*** Opening Text provided ***
IN SITU PARTICLE SIZE MEASUREMENTS OF GAS-BORNE SILICON NANOPARTICLES BY TIME-RESOLVED LASER-INDUCED INCANDESCENCE
TA Sipkens and N Petermann and KJ Daun and J Titantah and M Karttunen and H Wiggers and T Dreier and C Schulz, PROCEEDINGS OF THE ASME SUMMER HEAT TRANSFER CONFERENCE - 2013, VOL 1, V001T03A001 (2014).
The functionality of silicon nanoparticles is strongly size-dependent, so there is a pressing need for laser diagnostics that can characterize aerosolized silicon nanoparticles. The present work is the first attempt to extend time-resolved laser-induced incandescence (TiRe-LII), a combustion diagnostic used for sizing soot, to size silicon nanoparticles. TiRe-LII measurements are made on silicon nanoparticles synthesized in a low-pressure plasma reactor containing argon. Molecular dynamics (MD) is used to predict the accommodation coefficient between silicon nanoparticles and argon and helium, which is needed to interpret the TiRe-LII data. The MD-derived thermal accommodation coefficients will be validated by comparing them to experimentally-derived values found using transmission electron microscopy (TEM) and Brunauer-Emmett- Teller (BET) analysis.
*** Closing Text provided ***
To do >>
#1 Output the abstract's wording between "The functionality of" and "Teller (BET) analysis.", inclusive.
#2 What does the abstract say, in two sentences?
The data after this point are separate from the abstract.
*** Opening Recorded information ***
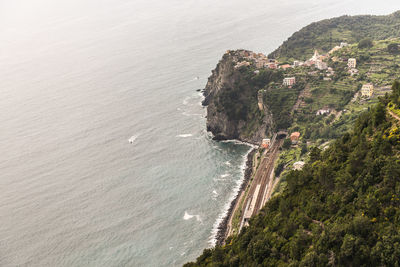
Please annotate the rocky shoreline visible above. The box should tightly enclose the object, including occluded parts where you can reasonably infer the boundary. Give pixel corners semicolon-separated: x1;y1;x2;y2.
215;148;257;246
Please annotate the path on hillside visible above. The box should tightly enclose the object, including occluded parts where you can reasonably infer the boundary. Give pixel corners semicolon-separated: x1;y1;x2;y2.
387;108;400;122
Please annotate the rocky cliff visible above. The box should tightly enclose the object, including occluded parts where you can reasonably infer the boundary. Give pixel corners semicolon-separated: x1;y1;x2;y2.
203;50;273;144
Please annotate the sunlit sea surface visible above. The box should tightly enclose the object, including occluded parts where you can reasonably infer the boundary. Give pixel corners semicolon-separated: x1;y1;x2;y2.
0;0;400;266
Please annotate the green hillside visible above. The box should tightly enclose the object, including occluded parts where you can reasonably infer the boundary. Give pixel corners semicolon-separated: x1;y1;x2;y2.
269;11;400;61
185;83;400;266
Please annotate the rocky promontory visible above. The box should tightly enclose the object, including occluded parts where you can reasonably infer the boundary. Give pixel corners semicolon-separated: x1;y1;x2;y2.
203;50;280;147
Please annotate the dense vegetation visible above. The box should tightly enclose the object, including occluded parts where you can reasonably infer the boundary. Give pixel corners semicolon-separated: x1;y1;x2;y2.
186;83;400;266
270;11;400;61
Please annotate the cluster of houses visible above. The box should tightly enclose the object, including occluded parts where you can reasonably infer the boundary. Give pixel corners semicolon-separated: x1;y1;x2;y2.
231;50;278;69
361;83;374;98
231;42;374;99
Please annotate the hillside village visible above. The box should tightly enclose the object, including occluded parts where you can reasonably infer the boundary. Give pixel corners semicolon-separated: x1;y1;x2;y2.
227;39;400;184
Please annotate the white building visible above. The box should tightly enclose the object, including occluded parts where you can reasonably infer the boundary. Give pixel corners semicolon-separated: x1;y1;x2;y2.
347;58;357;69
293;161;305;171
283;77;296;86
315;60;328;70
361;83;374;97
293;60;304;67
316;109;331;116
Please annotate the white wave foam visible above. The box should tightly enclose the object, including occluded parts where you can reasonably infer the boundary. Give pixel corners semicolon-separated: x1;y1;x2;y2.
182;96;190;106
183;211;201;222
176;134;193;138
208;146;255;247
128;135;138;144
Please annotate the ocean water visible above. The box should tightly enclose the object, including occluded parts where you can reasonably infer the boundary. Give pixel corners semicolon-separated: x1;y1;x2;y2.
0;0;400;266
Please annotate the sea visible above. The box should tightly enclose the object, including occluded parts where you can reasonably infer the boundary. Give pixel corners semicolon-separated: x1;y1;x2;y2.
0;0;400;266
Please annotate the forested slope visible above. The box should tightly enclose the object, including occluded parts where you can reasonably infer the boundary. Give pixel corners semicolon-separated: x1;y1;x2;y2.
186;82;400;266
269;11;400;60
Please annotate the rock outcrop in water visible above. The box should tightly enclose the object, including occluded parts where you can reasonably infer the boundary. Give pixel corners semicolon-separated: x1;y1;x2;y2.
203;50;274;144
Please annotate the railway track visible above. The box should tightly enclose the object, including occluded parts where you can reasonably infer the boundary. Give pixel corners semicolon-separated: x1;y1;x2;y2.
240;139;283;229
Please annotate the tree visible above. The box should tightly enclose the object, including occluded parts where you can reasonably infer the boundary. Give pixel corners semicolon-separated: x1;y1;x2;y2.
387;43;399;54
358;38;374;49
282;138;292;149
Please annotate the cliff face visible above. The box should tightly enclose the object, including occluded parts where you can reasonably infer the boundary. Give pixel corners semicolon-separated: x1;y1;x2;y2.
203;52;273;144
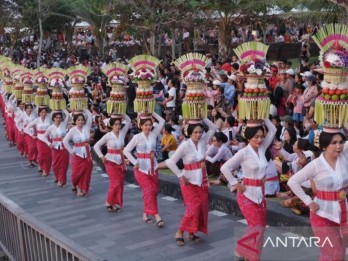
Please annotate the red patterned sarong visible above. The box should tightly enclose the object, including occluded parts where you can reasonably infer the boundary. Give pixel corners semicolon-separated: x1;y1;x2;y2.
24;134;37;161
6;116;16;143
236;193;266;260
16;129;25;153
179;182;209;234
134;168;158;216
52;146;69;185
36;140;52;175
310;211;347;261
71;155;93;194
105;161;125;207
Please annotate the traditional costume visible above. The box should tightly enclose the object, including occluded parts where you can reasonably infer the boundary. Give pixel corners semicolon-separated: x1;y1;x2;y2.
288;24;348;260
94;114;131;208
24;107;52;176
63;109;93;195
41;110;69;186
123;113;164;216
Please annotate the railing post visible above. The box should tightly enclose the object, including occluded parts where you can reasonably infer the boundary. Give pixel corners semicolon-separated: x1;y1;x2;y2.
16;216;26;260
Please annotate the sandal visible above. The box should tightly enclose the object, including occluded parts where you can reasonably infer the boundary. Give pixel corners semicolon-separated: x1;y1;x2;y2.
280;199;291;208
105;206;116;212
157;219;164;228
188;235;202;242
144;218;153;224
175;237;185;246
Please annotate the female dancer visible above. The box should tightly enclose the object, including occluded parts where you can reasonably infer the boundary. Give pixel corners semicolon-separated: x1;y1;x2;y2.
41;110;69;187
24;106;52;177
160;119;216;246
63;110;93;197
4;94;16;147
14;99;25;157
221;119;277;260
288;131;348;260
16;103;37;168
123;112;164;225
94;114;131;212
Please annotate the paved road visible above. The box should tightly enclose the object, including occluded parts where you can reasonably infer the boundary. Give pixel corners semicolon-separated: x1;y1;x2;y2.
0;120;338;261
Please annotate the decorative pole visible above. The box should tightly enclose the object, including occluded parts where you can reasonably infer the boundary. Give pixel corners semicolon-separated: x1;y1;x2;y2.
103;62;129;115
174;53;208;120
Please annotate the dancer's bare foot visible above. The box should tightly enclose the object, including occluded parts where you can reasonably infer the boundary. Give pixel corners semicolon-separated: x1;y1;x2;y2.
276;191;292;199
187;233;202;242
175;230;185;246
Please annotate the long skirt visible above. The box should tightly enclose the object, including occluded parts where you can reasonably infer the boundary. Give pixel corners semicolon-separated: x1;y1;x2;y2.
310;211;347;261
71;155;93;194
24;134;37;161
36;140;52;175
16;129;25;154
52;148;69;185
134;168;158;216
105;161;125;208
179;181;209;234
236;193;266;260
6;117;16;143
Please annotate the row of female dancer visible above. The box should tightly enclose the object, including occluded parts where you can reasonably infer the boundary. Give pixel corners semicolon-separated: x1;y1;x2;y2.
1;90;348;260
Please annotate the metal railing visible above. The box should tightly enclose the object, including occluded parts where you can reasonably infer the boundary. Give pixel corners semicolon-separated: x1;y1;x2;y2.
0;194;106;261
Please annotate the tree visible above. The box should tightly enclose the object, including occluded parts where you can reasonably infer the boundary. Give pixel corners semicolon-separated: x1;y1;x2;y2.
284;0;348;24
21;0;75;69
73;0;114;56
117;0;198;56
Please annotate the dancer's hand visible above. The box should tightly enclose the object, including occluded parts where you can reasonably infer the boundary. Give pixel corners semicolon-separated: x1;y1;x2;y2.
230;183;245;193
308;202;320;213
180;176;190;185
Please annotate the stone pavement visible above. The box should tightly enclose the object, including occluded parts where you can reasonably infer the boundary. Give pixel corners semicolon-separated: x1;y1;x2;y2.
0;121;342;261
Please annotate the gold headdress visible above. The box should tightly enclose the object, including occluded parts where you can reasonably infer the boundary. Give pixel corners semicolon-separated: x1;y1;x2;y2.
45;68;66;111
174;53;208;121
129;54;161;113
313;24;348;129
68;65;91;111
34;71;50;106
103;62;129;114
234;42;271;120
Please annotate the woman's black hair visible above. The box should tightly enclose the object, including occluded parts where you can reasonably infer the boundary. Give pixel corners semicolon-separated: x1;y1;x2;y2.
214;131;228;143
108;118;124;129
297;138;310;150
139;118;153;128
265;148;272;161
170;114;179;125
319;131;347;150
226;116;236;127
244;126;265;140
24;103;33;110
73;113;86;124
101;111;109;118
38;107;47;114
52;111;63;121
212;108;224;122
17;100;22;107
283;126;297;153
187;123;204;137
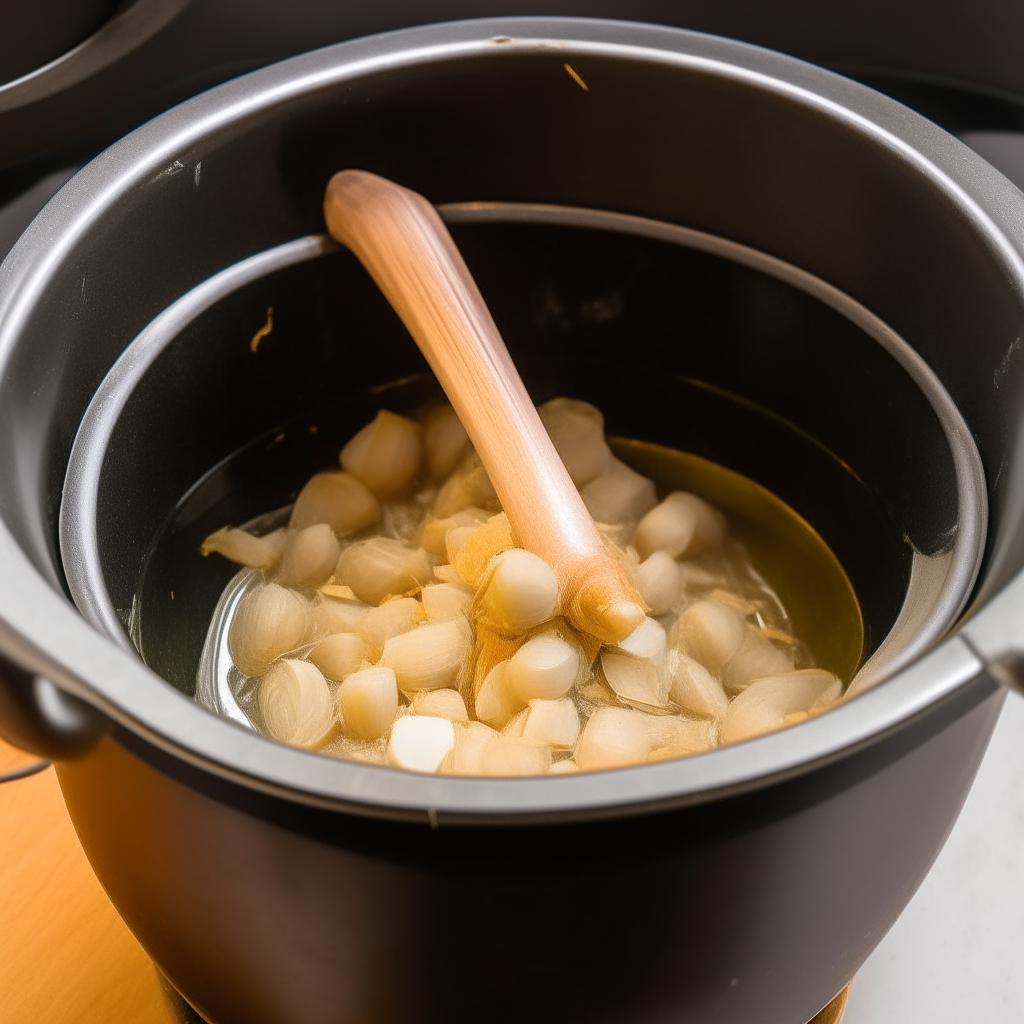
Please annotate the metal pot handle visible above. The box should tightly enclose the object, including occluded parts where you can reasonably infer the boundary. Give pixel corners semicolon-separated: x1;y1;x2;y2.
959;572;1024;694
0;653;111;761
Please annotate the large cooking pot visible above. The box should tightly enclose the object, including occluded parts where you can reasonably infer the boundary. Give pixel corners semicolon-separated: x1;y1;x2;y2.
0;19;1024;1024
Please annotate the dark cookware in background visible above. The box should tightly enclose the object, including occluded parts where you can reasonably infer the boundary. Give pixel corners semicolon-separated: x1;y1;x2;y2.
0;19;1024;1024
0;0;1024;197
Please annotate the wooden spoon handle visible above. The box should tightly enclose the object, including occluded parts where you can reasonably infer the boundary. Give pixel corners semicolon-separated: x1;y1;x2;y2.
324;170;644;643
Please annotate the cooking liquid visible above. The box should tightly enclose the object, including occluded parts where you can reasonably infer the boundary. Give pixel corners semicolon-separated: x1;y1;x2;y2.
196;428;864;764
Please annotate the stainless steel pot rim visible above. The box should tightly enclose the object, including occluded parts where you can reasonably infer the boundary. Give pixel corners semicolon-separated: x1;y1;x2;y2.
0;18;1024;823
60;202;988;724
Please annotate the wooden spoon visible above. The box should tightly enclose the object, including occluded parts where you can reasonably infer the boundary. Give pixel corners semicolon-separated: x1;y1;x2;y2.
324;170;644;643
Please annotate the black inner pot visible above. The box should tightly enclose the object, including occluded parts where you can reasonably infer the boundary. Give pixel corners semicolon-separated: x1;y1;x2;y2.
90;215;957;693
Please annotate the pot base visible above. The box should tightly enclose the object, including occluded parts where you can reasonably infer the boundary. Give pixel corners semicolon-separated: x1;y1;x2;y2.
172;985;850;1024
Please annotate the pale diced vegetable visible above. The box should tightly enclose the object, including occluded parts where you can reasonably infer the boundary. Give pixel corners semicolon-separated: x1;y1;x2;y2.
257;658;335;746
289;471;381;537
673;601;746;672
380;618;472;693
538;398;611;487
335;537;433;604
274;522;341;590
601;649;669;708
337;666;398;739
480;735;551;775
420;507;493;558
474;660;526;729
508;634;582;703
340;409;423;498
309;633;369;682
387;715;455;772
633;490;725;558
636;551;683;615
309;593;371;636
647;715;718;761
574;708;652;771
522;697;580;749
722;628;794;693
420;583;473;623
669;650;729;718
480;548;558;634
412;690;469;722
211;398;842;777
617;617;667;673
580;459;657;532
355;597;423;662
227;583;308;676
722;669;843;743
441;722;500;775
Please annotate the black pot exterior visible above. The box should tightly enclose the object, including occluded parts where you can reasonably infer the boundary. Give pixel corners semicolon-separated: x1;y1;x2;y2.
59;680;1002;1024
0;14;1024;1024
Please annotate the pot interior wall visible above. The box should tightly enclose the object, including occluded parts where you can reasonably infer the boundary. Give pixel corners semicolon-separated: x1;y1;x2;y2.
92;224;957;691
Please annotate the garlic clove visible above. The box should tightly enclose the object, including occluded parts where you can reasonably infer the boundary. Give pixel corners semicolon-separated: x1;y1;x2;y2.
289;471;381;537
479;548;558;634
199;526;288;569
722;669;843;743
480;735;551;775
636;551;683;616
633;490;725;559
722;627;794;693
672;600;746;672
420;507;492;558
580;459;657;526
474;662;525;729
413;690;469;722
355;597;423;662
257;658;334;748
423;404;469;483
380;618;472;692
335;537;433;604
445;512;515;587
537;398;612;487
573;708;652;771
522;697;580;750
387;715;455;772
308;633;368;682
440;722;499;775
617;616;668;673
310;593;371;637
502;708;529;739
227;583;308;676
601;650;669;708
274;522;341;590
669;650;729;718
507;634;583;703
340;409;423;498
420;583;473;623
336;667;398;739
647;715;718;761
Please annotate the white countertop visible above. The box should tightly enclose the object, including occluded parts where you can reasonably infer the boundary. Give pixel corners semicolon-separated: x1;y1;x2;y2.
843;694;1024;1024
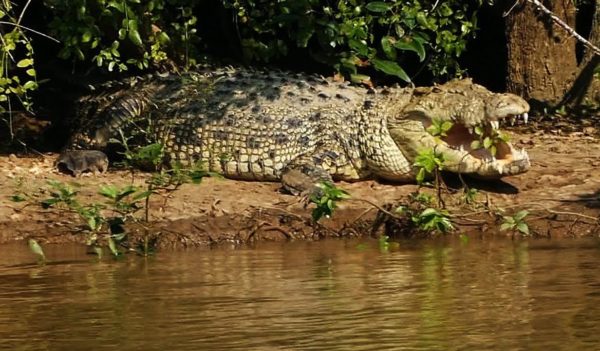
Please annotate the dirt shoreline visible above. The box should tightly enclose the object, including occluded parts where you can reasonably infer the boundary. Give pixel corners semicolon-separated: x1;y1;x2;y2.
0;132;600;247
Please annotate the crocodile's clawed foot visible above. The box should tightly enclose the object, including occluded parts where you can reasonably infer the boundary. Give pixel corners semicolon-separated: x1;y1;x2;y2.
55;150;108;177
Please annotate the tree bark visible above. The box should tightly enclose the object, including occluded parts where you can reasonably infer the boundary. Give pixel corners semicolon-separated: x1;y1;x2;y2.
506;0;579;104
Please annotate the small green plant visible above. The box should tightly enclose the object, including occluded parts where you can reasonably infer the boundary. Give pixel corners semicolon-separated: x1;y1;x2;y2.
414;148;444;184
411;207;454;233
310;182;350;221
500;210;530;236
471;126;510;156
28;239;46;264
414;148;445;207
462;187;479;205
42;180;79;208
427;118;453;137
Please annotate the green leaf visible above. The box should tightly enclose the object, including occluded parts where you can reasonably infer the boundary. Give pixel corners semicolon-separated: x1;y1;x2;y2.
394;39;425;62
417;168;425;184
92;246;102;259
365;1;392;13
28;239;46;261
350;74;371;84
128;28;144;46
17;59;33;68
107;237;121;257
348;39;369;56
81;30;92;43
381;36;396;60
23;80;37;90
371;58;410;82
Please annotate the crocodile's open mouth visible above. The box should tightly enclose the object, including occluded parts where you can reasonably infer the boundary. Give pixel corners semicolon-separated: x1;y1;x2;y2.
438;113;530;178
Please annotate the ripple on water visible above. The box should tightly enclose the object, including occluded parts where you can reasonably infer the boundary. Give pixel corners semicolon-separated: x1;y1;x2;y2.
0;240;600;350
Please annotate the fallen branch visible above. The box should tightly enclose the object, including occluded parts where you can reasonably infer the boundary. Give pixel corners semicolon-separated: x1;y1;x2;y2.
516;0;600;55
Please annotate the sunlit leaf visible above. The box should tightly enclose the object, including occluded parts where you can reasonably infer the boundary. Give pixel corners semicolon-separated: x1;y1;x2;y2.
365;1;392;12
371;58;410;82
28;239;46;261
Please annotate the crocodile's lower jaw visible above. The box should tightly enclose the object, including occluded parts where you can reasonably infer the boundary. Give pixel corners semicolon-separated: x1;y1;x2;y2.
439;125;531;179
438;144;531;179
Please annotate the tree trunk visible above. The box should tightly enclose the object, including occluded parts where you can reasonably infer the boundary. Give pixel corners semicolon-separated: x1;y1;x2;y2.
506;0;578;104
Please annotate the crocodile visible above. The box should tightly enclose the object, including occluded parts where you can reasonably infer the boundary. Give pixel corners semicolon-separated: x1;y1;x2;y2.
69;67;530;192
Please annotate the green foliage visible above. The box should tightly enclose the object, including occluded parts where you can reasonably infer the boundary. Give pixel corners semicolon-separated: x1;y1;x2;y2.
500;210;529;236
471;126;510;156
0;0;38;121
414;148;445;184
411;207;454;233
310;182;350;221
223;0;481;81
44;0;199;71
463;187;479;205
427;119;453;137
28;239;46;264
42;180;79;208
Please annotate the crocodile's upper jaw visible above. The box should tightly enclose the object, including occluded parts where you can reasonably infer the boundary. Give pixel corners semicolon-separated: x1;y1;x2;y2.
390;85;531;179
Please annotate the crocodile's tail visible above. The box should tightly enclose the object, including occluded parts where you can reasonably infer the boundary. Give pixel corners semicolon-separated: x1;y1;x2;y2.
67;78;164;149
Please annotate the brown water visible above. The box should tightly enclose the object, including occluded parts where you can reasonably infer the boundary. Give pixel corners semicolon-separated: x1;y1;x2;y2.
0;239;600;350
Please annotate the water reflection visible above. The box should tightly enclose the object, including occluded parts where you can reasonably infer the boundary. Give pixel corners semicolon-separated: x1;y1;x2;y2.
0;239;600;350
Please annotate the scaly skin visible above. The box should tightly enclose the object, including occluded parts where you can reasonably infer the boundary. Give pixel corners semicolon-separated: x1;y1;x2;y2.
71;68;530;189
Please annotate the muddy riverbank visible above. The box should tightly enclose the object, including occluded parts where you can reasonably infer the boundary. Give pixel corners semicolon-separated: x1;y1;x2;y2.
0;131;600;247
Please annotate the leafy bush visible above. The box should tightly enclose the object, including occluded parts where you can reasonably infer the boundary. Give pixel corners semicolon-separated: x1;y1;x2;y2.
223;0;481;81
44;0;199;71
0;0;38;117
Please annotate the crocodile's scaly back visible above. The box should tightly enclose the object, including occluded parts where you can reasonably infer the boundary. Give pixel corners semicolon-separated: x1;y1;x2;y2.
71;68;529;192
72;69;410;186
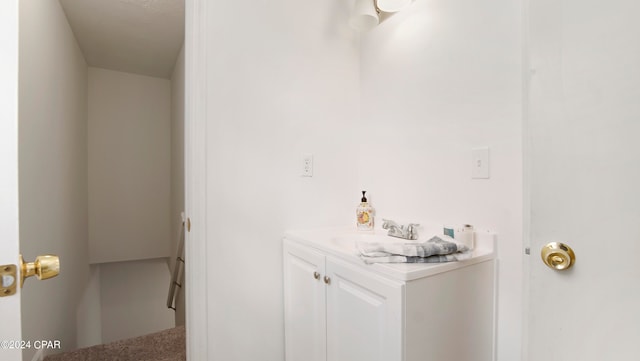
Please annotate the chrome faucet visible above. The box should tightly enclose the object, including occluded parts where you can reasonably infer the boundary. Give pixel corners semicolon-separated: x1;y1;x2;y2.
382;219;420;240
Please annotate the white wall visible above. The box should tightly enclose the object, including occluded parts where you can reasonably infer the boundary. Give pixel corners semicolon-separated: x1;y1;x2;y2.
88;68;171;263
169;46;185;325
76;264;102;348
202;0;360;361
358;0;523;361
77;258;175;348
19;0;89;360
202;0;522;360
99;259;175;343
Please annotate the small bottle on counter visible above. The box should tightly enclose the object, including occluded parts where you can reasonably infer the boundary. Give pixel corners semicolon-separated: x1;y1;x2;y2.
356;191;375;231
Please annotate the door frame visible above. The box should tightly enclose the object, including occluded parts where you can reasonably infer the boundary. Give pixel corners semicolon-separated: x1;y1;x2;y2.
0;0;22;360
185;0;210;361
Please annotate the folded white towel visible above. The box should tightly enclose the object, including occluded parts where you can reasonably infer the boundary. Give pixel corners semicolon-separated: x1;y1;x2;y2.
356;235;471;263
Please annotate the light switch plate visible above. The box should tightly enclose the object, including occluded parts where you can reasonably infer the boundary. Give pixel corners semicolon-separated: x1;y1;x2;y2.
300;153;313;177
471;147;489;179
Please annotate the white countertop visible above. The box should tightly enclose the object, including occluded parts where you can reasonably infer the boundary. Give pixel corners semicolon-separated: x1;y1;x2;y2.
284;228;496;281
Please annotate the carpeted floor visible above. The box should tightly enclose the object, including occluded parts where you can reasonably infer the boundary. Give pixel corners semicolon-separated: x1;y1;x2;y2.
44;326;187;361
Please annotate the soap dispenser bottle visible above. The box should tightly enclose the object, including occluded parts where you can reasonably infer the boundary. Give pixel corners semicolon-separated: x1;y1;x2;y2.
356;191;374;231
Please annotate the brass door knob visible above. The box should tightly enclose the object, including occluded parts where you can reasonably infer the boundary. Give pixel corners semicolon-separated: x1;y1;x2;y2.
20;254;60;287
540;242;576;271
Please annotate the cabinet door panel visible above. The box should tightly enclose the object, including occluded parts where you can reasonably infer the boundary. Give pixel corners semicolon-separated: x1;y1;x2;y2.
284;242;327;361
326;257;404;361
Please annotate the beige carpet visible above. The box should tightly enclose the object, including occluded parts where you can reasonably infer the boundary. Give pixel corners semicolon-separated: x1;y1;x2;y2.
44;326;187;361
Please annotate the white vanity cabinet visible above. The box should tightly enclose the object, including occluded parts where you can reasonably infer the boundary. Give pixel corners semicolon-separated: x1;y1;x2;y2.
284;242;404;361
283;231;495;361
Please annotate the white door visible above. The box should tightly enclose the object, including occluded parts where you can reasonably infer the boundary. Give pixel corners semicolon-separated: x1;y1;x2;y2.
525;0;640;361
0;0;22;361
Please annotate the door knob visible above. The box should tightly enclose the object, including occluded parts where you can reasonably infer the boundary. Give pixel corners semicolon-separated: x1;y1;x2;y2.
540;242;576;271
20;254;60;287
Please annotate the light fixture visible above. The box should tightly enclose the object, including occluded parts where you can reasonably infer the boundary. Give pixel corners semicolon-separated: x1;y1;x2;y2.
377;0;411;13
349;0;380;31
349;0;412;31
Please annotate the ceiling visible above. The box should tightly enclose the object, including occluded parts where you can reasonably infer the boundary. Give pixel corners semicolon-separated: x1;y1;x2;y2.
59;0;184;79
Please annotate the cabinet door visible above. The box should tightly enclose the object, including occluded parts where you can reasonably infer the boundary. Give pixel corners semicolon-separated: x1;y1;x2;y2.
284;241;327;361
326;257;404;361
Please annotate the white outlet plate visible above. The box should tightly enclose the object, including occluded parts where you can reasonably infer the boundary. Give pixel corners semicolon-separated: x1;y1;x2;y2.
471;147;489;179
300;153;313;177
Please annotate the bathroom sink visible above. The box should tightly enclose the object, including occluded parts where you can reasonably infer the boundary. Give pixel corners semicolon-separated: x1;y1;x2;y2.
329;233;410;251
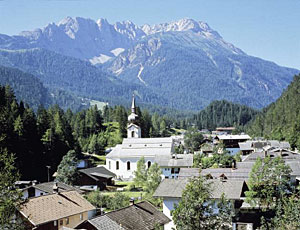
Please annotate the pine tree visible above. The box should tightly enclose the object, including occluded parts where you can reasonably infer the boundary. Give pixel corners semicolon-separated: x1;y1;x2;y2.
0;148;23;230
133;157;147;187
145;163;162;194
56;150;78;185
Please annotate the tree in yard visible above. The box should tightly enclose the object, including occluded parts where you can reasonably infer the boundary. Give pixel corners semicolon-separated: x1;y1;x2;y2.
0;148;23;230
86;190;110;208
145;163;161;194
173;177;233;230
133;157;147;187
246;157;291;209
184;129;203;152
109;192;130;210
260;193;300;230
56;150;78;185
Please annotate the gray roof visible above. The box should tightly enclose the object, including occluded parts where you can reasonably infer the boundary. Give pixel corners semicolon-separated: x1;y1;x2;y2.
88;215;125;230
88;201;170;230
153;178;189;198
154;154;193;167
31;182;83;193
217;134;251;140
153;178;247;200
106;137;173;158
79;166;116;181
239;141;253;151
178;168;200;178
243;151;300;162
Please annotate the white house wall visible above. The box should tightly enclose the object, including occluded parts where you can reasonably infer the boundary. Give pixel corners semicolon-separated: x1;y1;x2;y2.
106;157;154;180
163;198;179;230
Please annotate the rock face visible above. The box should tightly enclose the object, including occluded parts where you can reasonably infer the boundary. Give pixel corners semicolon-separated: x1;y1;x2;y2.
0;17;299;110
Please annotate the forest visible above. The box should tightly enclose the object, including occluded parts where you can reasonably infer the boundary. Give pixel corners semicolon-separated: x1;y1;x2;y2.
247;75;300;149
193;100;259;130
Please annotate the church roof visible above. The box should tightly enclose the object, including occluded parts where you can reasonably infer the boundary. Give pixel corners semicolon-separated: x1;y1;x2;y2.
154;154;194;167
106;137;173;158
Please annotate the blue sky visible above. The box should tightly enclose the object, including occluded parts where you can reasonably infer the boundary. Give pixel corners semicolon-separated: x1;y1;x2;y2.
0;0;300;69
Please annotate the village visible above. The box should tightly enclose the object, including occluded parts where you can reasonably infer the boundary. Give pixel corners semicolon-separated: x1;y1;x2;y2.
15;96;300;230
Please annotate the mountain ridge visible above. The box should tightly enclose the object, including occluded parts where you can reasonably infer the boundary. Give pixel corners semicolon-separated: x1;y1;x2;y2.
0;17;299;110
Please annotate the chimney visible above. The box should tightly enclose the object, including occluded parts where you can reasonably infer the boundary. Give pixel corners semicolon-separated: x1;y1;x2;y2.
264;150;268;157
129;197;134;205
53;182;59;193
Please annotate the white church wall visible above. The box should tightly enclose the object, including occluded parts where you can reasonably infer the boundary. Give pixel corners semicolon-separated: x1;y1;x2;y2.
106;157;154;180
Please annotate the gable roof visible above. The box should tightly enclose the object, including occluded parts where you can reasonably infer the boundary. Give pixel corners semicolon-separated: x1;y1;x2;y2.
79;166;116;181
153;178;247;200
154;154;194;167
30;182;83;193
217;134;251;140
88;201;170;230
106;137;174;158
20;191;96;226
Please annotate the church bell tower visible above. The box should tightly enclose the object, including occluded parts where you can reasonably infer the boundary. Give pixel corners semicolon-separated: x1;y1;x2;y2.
*** Closing Recorded information ***
Completed exercise >>
#1
The functionality of silicon nanoparticles is strongly size-dependent, so there is a pressing need for laser diagnostics that can characterize aerosolized silicon nanoparticles. The present work is the first attempt to extend time-resolved laser-induced incandescence (TiRe-LII), a combustion diagnostic used for sizing soot, to size silicon nanoparticles. TiRe-LII measurements are made on silicon nanoparticles synthesized in a low-pressure plasma reactor containing argon. Molecular dynamics (MD) is used to predict the accommodation coefficient between silicon nanoparticles and argon and helium, which is needed to interpret the TiRe-LII data. The MD-derived thermal accommodation coefficients will be validated by comparing them to experimentally-derived values found using transmission electron microscopy (TEM) and Brunauer-Emmett- Teller (BET) analysis.

#2 The work is the first attempt to extend time-resolved laser-induced incandescence, a combustion diagnostic used for sizing soot, to sizing silicon nanoparticles, whose functionality is strongly size-dependent, with measurements made on particles synthesized in a low-pressure plasma reactor containing argon. Molecular dynamics is used to predict the accommodation coefficients between the nanoparticles and argon and helium that are needed to interpret the data, and these coefficients will be validated against experimentally derived values from TEM and BET analysis.